▶ _Task inputs_:
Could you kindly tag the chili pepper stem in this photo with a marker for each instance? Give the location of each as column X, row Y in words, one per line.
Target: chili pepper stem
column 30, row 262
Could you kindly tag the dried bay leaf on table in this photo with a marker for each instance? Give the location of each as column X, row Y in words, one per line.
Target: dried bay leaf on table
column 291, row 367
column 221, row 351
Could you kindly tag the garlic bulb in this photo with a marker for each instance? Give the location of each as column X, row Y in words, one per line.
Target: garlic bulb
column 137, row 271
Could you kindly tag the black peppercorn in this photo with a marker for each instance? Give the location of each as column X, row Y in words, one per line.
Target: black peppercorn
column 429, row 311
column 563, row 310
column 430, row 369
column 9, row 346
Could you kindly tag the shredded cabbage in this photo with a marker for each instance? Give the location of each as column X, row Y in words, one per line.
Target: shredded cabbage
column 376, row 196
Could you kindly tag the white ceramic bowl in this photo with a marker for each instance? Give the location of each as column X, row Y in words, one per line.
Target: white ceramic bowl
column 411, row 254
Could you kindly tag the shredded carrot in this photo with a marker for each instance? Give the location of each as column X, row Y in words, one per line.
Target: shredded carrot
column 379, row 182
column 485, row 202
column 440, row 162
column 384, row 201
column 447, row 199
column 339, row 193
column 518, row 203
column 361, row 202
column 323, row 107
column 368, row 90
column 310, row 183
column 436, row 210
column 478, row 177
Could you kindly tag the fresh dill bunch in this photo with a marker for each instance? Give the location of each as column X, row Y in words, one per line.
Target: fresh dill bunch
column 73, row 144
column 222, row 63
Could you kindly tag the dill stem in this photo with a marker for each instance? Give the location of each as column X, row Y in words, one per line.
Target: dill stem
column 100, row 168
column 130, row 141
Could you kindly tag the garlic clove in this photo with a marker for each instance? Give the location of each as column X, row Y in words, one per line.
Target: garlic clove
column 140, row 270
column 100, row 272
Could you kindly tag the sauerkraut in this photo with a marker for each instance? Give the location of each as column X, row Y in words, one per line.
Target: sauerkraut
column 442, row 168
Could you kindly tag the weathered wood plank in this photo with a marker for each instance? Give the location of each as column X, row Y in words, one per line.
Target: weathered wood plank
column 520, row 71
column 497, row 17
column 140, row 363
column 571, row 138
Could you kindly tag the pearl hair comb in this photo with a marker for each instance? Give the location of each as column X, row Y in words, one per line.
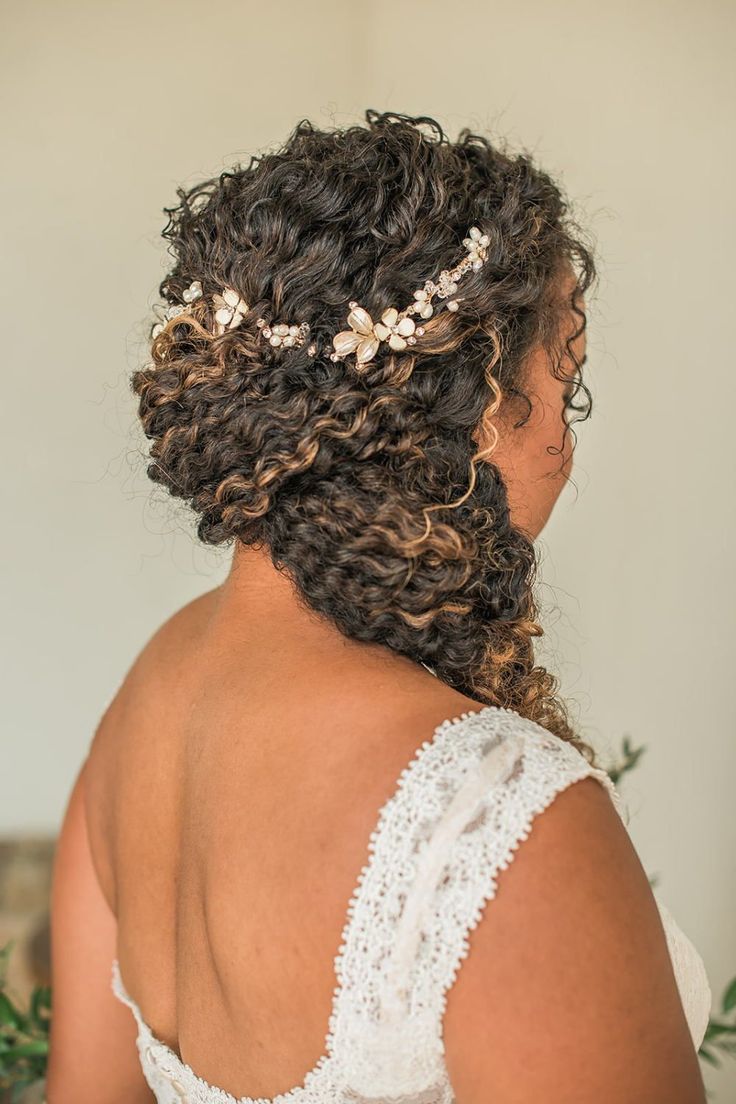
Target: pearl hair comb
column 397, row 329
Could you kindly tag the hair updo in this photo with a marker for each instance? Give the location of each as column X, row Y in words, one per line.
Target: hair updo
column 368, row 488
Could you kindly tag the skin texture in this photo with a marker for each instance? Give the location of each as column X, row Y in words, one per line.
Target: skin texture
column 216, row 829
column 210, row 793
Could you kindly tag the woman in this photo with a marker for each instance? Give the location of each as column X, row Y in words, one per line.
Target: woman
column 363, row 380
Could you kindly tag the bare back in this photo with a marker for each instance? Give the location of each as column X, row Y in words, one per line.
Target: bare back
column 221, row 783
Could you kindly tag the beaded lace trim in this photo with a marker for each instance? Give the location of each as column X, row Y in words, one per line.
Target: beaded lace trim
column 458, row 814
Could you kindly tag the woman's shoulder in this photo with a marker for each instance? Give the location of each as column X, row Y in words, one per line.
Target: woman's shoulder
column 569, row 962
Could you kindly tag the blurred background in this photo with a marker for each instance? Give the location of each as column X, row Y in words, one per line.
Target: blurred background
column 107, row 107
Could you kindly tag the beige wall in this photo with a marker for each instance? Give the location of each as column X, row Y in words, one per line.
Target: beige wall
column 106, row 107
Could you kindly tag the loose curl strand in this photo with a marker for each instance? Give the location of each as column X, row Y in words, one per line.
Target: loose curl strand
column 369, row 489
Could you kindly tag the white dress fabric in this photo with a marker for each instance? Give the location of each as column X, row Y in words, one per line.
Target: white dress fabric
column 458, row 814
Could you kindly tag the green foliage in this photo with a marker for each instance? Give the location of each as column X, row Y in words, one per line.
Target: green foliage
column 23, row 1036
column 721, row 1032
column 24, row 1033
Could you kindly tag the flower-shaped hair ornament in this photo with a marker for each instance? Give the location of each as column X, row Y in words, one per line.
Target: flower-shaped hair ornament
column 230, row 309
column 189, row 295
column 400, row 330
column 364, row 335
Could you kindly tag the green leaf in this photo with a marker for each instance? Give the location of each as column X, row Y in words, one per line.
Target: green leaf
column 729, row 997
column 9, row 1014
column 40, row 1014
column 32, row 1049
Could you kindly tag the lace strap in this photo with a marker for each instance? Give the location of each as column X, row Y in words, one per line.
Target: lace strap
column 519, row 774
column 462, row 808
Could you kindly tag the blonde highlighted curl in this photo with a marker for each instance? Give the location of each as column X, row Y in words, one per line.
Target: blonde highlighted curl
column 369, row 488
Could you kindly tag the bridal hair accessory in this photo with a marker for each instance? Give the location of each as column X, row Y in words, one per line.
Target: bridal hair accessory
column 364, row 337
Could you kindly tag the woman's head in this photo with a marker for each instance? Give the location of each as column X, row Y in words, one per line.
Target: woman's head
column 402, row 499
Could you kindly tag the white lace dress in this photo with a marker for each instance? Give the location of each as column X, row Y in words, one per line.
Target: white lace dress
column 459, row 811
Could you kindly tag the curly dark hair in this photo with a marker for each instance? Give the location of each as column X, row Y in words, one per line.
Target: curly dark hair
column 369, row 488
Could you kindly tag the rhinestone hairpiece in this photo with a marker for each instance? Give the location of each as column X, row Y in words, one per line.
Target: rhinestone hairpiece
column 364, row 337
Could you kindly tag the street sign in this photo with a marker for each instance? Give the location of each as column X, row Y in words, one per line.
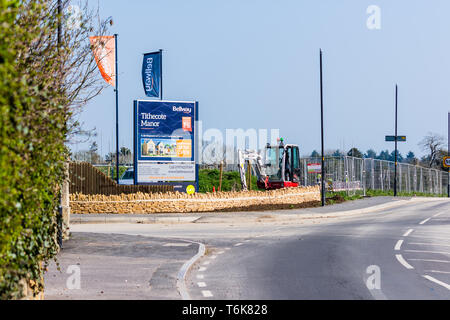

▶ _Problem_: With the pictures excluded, restate word for word each line from the one that contains "Target: rhinestone hairpiece" through the last line of the listing above.

▶ _Task output_:
Target: rhinestone hairpiece
column 364, row 337
Could you kindly tag the street sign in this photo with a marker for each instance? Give the location of each as column X, row Y in words, one per line.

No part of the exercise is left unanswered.